[Lines excerpted from a collection]
=-=-=-=-=

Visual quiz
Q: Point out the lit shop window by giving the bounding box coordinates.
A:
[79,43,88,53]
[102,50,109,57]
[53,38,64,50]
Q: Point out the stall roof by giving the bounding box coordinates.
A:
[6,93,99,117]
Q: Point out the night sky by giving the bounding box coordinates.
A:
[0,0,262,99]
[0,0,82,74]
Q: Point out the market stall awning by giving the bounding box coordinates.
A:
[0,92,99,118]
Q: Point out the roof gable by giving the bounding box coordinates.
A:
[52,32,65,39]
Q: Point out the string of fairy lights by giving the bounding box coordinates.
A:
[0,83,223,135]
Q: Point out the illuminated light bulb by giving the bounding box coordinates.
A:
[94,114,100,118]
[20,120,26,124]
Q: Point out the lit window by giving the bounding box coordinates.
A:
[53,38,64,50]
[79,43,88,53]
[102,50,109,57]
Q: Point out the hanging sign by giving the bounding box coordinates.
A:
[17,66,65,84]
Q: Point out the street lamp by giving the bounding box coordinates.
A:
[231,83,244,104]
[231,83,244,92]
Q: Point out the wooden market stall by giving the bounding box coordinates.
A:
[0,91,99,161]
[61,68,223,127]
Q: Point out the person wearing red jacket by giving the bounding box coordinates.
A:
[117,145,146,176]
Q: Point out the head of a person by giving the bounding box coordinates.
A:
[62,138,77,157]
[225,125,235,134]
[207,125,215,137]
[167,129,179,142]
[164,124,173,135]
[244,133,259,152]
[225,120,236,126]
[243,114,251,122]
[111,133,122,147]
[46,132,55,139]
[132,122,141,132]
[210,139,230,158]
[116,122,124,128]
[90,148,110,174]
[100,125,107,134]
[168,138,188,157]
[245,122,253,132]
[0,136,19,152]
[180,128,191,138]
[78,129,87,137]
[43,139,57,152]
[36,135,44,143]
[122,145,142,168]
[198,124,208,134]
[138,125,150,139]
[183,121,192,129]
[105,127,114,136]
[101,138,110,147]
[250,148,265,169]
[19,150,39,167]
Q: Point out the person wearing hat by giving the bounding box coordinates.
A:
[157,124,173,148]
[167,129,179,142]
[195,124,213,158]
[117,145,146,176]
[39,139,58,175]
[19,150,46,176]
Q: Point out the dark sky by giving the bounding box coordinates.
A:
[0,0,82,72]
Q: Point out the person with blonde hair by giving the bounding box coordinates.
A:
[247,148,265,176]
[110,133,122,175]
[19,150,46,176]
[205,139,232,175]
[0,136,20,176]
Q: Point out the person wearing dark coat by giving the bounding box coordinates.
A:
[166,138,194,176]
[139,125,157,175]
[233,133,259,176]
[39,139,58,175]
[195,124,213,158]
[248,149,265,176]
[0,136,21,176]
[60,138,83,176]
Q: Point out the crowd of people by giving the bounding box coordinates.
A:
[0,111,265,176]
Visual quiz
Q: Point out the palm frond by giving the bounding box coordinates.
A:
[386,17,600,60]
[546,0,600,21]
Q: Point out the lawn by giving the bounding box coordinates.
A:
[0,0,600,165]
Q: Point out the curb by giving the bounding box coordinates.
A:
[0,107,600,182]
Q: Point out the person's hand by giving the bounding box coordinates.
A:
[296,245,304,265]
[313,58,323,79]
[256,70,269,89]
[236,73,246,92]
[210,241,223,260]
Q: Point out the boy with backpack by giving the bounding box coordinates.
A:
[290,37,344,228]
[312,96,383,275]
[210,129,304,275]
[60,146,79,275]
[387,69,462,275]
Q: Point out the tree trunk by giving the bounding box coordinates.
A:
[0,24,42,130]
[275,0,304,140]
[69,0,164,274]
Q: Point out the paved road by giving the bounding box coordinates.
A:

=-=-=-=-=

**Given request:** Please rewrite the lines between the one holding "Q: Point out the illuminated" and the one holding "[0,136,20,176]", inclusive, keeping the requests as they are and scaling every bounding-box coordinate in the answers by 1.9, rounded to the nearest whole number with halves rounded up.

**Answer to the exercise:**
Q: Point out the illuminated light bulb by giving the bounding box coordinates.
A:
[179,217,190,224]
[38,228,49,236]
Q: Point out the lit window by giving the bounding box coordinates.
A:
[101,72,122,95]
[150,82,167,101]
[194,95,207,108]
Q: Point out the hanging sign by giving the bounding box coordinates.
A:
[32,125,124,160]
Q: Point out the street lamp by giving the bounding box coordinates.
A:
[439,158,464,198]
[439,158,464,175]
Q: Point out the wooden market stall by giving the bounding box coordinates.
A:
[0,173,188,306]
[116,129,424,241]
Q: Point out the person wearing red jacket by giving the bounding box coordinates.
A:
[222,276,277,334]
Q: Point out the head of a person by giving the bounding box coordinates.
A:
[118,262,146,298]
[428,238,447,255]
[393,238,409,260]
[317,245,340,270]
[312,236,329,257]
[464,253,492,289]
[428,228,448,239]
[462,217,477,232]
[211,253,232,279]
[87,251,105,264]
[251,232,268,251]
[399,264,437,300]
[220,232,236,243]
[171,281,209,331]
[190,238,203,255]
[319,262,357,298]
[466,232,481,251]
[0,258,36,289]
[342,243,363,262]
[148,245,165,260]
[82,264,108,289]
[68,257,84,272]
[232,276,270,319]
[376,236,395,255]
[262,238,285,264]
[348,230,365,245]
[200,241,217,258]
[192,262,209,279]
[475,281,504,321]
[36,285,74,317]
Q: Point out the person wearing hat by giving the bounding box coordinates.
A:
[298,236,329,281]
[317,245,340,270]
[371,236,405,300]
[222,276,277,334]
[74,264,110,333]
[36,285,87,334]
Q: Point out the dark sky by giving the bounding box coordinates.
A:
[0,0,156,137]
Q: Point out the person with blonde hair by giving the bounding box coordinates.
A:
[469,281,504,334]
[209,253,232,333]
[36,285,87,334]
[390,264,441,333]
[0,258,38,334]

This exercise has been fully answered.